Segment Start: Input

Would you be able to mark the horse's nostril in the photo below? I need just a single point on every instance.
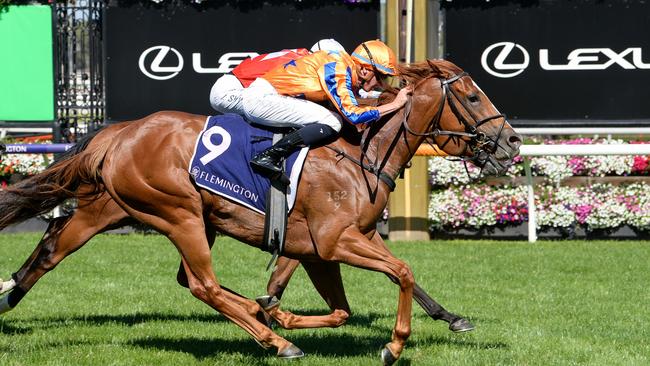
(515, 140)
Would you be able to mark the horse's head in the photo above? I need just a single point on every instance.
(460, 118)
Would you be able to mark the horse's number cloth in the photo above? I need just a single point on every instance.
(220, 162)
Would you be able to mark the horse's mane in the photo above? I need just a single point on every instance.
(418, 71)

Segment End: Input

* Task
Set down, please, the lines from the line holding "Would you be able to mark the horse's mane" through the final line of the data, exactly and with nothing added.

* Written answer
Would you be able to mark the horse's mane in the photo above? I need just a single point on every instance.
(418, 71)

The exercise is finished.